● **TEXTO PARA LER**
EDITORIAL
Párias por efeito do complexo da pequenez
Tanto como a mentira da bolha de segurança, a
subserviência ante a UEFA, a corrosão da autoridade do Estado ou o descontrolo
e a indecisão, o complexo de pequenez face à final europeia causa um dano
grave. Quem for rico e vier de fora fica imune à situação de calamidade.
Manuel Carvalho
30 de Maio de
2021, 21:30
https://www.publico.pt/2021/05/30/sociedade/editorial/parias-efeito-complexo-pequenez-1964661
Os britânicos
voltaram a gozar de privilégios no Porto que se julgavam extintos há séculos.
Como outrora, tiveram por estes dias direito a leis exclusivas e a estatutos de
excepção. Puderam fazer o que os indígenas não podem, como reunir-se aos
magotes com cerveja na mão, assistir a um jogo de futebol ao vivo, deambular em
hordas pela rua e, aqui e a ali, dar largas ao mau feitio estimulado pelo
álcool. Tinham prometido que nada disto aconteceria, que eles viriam e iriam
numa bolha de segurança, que teriam os movimentos condicionados por “fanzones”,
que haveria a garantia de que todos tinham feito testes e seriam acompanhados.
Era mentira.
Os jovens que
jogaram a final do campeonato de râguebi acreditaram que a recusa da DGS da
presença de 500 espectadores se baseava na aplicação de um critério universal,
como manda o Estado de direito. Os jovens que noite sim, noite não são
convidados pela polícia a desamparar os miradouros, também. Os donos dos
restaurantes que correm com os clientes que se atrasam na sobremesa à hora do
fecho, também. Os adeptos do futebol que sonharam com uma última jornada com
duas ou três mil pessoas nos estádios, também. Quem se sujeita ao cumprimento
da lei não pode aceitar que o Estado o trate como um pária no seu próprio país.

● **EXCERTOS DE DADOS**
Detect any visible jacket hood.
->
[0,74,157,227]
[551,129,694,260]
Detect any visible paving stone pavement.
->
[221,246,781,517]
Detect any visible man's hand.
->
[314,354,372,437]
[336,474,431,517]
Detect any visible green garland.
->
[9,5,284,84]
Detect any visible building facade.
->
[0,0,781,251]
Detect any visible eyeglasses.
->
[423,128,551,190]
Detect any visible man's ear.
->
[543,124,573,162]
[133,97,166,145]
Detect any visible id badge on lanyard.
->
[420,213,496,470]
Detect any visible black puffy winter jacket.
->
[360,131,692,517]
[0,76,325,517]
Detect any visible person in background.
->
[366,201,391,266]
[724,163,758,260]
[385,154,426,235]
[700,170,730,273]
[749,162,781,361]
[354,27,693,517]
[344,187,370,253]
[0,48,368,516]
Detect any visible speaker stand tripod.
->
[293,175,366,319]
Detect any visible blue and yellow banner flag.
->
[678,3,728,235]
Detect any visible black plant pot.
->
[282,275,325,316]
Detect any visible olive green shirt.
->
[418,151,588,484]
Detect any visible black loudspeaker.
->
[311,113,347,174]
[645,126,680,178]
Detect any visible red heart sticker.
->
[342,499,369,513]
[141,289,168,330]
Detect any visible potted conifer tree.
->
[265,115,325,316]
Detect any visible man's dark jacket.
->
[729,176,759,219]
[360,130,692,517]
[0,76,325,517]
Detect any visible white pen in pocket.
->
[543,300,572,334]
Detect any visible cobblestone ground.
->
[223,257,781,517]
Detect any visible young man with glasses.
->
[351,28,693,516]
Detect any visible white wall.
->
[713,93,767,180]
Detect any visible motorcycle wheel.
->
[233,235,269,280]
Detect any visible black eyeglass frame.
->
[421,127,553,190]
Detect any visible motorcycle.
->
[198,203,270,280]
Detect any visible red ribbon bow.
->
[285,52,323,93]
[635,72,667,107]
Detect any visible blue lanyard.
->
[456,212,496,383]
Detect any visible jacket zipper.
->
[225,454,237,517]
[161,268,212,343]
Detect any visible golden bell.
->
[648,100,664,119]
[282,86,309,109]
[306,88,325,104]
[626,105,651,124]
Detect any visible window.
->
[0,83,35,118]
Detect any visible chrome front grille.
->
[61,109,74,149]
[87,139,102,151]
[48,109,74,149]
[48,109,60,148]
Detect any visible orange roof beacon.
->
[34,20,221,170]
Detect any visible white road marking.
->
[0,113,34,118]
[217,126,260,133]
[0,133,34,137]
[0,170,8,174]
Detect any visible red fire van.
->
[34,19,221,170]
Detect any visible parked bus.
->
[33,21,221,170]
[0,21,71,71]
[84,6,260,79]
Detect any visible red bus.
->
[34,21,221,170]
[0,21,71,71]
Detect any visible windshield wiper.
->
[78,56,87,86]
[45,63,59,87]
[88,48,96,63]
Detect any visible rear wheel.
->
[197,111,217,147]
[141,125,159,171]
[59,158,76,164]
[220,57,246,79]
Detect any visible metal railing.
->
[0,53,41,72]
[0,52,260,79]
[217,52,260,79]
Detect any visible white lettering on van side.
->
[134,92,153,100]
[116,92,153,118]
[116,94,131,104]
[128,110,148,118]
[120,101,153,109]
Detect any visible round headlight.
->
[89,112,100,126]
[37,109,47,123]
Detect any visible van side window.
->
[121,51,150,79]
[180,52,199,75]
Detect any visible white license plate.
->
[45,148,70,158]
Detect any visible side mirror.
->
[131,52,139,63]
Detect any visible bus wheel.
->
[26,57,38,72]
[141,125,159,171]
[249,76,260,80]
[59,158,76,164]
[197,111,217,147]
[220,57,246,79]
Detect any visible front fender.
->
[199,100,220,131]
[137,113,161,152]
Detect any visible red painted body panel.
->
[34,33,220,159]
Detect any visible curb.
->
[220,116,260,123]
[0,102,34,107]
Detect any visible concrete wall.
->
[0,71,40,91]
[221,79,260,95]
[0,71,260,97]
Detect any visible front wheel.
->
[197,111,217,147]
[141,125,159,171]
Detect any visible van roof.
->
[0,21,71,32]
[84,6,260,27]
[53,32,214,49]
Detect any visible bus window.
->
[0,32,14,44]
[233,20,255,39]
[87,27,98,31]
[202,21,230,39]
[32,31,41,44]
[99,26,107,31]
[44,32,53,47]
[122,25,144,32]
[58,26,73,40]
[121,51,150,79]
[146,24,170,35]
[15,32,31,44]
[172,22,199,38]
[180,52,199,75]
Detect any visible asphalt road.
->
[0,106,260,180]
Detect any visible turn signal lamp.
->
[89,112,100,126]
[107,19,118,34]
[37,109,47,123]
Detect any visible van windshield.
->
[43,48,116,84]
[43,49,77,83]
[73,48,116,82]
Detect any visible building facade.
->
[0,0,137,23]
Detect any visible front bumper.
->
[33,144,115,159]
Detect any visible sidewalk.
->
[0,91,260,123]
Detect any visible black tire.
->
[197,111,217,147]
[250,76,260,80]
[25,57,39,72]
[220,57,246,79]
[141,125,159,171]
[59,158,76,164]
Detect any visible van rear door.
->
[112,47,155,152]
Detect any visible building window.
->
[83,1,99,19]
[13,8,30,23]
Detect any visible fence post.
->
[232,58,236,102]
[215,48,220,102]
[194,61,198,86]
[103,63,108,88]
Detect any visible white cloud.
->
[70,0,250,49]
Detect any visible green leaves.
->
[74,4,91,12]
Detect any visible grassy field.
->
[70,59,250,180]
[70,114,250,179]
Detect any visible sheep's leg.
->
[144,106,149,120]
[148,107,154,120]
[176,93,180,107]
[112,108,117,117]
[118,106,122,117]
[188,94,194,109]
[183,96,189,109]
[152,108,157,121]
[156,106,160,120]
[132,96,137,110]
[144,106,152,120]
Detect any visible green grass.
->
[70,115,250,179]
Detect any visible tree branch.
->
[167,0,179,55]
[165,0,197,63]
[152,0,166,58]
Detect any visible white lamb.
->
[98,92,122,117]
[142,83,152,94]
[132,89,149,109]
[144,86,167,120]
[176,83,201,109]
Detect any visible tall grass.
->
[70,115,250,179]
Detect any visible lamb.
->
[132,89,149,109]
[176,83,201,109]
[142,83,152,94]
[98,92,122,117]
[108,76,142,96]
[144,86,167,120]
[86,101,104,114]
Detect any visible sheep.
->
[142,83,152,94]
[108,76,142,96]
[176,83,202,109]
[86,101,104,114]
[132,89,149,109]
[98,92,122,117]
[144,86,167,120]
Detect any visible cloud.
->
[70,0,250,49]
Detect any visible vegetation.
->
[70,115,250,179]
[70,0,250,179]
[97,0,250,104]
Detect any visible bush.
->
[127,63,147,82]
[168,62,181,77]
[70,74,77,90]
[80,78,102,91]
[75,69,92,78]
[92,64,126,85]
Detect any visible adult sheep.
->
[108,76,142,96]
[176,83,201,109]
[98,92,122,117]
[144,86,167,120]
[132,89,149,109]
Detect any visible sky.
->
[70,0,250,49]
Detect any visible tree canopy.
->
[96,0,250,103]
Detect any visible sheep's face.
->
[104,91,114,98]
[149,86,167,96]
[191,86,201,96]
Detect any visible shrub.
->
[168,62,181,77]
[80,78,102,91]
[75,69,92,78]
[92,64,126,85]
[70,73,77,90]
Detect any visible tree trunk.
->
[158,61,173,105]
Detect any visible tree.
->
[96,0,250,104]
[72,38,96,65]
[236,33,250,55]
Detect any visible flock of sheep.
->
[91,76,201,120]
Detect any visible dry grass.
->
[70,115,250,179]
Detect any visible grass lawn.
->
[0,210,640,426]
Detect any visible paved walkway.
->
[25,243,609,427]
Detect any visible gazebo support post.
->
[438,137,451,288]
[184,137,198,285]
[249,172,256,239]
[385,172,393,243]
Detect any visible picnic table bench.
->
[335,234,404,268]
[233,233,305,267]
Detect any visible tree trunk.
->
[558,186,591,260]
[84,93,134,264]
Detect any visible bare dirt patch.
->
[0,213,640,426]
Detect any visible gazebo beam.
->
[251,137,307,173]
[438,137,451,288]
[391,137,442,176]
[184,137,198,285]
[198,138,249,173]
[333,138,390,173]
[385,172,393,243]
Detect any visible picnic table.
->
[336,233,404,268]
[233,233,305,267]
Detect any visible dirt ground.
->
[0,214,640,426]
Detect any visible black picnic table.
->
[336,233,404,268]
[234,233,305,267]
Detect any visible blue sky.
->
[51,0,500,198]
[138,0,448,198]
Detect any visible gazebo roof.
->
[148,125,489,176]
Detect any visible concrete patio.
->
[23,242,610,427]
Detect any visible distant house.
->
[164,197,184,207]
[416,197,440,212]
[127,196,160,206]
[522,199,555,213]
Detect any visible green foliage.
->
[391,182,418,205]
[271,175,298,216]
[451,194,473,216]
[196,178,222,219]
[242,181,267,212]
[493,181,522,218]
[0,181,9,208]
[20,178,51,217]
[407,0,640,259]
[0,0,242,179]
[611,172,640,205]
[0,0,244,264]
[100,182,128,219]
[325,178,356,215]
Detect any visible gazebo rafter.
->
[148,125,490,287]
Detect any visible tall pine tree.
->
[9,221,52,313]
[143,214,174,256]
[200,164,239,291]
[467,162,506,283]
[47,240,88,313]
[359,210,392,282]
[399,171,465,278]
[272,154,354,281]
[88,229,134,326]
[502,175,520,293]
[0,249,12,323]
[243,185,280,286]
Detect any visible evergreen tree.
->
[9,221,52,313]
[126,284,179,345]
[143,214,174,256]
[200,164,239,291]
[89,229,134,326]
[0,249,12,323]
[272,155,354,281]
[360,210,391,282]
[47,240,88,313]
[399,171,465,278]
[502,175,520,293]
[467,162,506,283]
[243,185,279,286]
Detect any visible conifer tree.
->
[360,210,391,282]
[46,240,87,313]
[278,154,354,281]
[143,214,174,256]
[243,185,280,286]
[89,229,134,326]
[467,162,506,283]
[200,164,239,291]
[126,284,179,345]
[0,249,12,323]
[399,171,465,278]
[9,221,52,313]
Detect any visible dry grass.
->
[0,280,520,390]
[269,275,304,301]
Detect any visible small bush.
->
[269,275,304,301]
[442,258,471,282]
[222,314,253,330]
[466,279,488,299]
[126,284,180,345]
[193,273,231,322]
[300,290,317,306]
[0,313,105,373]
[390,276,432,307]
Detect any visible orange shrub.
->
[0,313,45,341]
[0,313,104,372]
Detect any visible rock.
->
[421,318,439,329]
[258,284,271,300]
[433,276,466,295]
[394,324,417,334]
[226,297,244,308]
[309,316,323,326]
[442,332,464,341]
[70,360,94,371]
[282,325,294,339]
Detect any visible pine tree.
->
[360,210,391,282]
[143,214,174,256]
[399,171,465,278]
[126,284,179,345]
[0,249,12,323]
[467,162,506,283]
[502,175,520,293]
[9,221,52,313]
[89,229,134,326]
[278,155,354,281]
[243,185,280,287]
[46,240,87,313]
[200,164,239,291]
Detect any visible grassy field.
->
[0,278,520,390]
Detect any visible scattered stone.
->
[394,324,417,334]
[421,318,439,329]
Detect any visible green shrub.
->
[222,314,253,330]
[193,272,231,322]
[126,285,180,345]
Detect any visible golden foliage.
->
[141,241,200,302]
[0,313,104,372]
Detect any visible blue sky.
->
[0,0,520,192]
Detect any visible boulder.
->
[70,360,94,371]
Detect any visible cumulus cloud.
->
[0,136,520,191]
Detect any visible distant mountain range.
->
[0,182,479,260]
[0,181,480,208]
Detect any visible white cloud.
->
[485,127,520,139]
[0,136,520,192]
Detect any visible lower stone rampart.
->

● **O QUE SE PEDE**
- A) Reescreva de forma mais breve o parágrafo do editorial que começa por "Os jovens que jogaram a final" e mantenha os seus factos principais.
- B) Reproduza fielmente o trecho do editorial que abre com as palavras "Era mentira." e fecha com "seu próprio país.".
As entradas provêm de outra fonte, sem relação com o editorial.

● **RESPOSTAS AO EXERCÍCIO**
- A) Vários grupos acreditaram que as restrições assentavam num critério universal, como manda o Estado de direito. Entre eles estavam os jovens da final do campeonato de râguebi, a quem a DGS recusou a presença de 500 espectadores. Também os jovens que a polícia manda sair dos miradouros, os donos de restaurantes que despacham os clientes à hora do fecho e os adeptos que sonharam com dois ou três mil espectadores na última jornada. Quem cumpre a lei não pode aceitar que o Estado o trate como um pária no seu próprio país.

- B)
Era mentira.
Os jovens que
jogaram a final do campeonato de râguebi acreditaram que a recusa da DGS da
presença de 500 espectadores se baseava na aplicação de um critério universal,
como manda o Estado de direito. Os jovens que noite sim, noite não são
convidados pela polícia a desamparar os miradouros, também. Os donos dos
restaurantes que correm com os clientes que se atrasam na sobremesa à hora do
fecho, também. Os adeptos do futebol que sonharam com uma última jornada com
duas ou três mil pessoas nos estádios, também. Quem se sujeita ao cumprimento
da lei não pode aceitar que o Estado o trate como um pária no seu próprio país.